Prompt 1 ▸ In the autism article, rewrite the stretch from "Stewart says it's" through "lead to autism.", changing "doublets" to "airway divisions".
Prompt 2 ▸
For each statement about the autism article, answer yes or no and quote the words from the article that settle it.
(a) Stewart recommends that parents of autistic children have bronchoscopies.
(b) Stewart evaluated 49 children with autism or ASD.
(c) Stewart presented the study at CHEST 2011.

By Laird Harrison
WebMD Health News
Reviewed by Laura J. Martin, MD
The study is one of the few to show a strong link between anatomy and autism and may indicate a genetic cause for the syndrome, says Barbara Stewart, MD. She presented the study today at CHEST 2011, the Annual Meeting of the American College of Chest Physicians.
"I think it takes some of the pressure off parents," Stewart tells WebMD. "Autism is not something they did. It just happened."
Stewart, a lung doctor at Nemours Children's clinic in Pensacola, Fla., made the discovery while examining patients referred to her for persistent coughs.
Searching for the cause of their coughs, she examined the passages that take air to the lungs by placing a tiny camera down their windpipes, a procedure known as bronchoscopy. In looking at the lungs in this way, she noticed that several patients had divisions in some of their airways, creating double passages, which she calls "doublets."
Then she noticed that these patients all had something else in common: "Every single one has autism, or autism spectrum disorder," she says.
Stewart says it's possible that the doublets cause more resistance to the air passing into the lungs; these patients tend to be short of breath. But she doesn't think that these patients' breathing problems could be enough to cause any brain damage that might lead to autism.
"I think the whole thing occurs embryologically -- when the cell and egg come together and the fetus is formed," she says. "It's important for parents to know that."
While the information points in new directions for research, there is nothing that parents can or should do with the information, Stewart says. She does not recommend that parents of autistic children have bronchoscopies to see if the doublets are present.
Anatomy and Autism
Altogether, Stewart evaluated 49 children with autism or ASD. That is a small number on which to make any conclusions, Joseph Horrigan, MD, tells WebMD. Horrigan is assistant vice president for medical research at Autism Speaks, a foundation that researchers the disorder.

Exercise data ▸
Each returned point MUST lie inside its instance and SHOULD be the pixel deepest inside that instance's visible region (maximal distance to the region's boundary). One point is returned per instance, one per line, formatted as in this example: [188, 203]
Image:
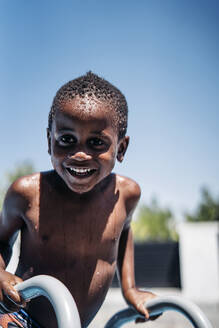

Response area 1 ▸
Stewart says it's possible that the airway divisions cause more resistance to the air passing into the lungs; these patients tend to be short of breath. But she doesn't think that these patients' breathing problems could be enough to cause any brain damage that might lead to autism.

Response area 2 ▸
(a) No: "She does not recommend that parents of autistic children have bronchoscopies to see if the doublets are present."
(b) Yes: "Altogether, Stewart evaluated 49 children with autism or ASD."
(c) Yes: "She presented the study today at CHEST 2011"